§ YOUR GOAL
Update the items from the start through the line containing "negative clicks: (1212, 1157) (2122, 1200)", inclusive, by replacing "clicks" with "points" and leaving everything else unchanged. Give only those lines.

Collected data entries
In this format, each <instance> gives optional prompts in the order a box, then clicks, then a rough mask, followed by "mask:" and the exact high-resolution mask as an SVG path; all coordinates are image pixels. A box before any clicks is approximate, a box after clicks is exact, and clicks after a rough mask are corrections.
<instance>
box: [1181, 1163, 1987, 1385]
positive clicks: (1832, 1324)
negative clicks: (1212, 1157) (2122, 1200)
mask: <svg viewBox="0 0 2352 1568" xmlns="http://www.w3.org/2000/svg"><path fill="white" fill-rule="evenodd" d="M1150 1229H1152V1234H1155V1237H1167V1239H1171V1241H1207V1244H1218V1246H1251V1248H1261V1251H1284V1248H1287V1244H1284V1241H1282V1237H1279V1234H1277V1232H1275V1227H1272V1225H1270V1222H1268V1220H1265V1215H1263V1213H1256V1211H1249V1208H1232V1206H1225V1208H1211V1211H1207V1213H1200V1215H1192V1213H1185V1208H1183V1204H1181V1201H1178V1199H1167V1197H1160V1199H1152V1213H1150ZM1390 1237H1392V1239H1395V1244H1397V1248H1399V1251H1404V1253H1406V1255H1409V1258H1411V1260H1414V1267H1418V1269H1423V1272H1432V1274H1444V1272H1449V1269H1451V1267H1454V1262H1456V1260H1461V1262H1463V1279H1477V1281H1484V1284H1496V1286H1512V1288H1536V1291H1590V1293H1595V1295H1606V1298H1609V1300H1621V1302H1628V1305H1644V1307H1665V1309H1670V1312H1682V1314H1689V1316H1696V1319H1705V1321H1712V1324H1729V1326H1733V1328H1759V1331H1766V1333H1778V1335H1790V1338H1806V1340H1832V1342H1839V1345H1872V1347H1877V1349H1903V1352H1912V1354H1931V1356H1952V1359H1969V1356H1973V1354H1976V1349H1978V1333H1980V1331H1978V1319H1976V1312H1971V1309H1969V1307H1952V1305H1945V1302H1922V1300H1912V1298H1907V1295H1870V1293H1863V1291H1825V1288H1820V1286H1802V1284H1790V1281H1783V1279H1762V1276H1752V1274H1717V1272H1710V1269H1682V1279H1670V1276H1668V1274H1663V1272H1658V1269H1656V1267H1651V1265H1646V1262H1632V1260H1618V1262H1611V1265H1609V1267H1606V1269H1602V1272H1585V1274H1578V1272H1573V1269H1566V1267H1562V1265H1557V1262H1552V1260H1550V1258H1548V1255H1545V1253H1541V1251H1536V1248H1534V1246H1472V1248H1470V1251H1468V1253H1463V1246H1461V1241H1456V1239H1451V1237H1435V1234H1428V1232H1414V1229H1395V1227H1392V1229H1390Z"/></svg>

§ RESPONSE AREA
In this format, each <instance> gives optional prompts in the order a box, then points, then a rough mask, followed by "mask:" and the exact high-resolution mask as an SVG path; all coordinates are image pixels. A box before any points is approximate, a box after points is exact, and points after a rough mask are corrections.
<instance>
box: [1181, 1163, 1987, 1385]
positive points: (1832, 1324)
negative points: (1212, 1157) (2122, 1200)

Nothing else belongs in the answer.